═══ RECORDS PROVIDED

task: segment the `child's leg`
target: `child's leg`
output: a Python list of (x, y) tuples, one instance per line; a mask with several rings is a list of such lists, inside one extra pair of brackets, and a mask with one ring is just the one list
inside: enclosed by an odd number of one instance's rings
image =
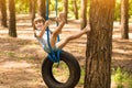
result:
[(65, 22), (62, 21), (59, 25), (56, 28), (56, 30), (52, 33), (51, 38), (50, 38), (52, 47), (55, 47), (57, 35), (62, 32), (64, 24)]
[(69, 41), (80, 37), (82, 34), (89, 32), (90, 29), (86, 26), (84, 30), (77, 32), (76, 34), (69, 35), (56, 44), (57, 48), (63, 48)]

══════

- _WORK INSTRUCTIONS_:
Reproduce all of the data above, requests included, adjusting every polygon vertex coordinate in the answers by -107, and omit the pictures.

- _WRITTEN SOLUTION_:
task: segment the `child's leg`
target: `child's leg`
output: a Python list of (x, y) tuples, one instance per line; a mask with several rings is a list of such lists, inside one extra pair of brackets, and a mask with one ring is just the one list
inside: enclosed by an odd number of one instance's rings
image =
result:
[(-42, -85), (-45, -86), (-48, -82), (-51, -79), (-51, -77), (-55, -74), (-56, -69), (-57, -69), (-55, -60), (-52, -60), (-50, -72), (-45, -75), (-43, -83)]
[(-38, -66), (-27, -70), (-25, -73), (-18, -75), (-17, -78), (-21, -81), (-23, -77), (-30, -75), (-31, -73), (-38, -72), (-51, -63), (-50, -59), (-44, -59)]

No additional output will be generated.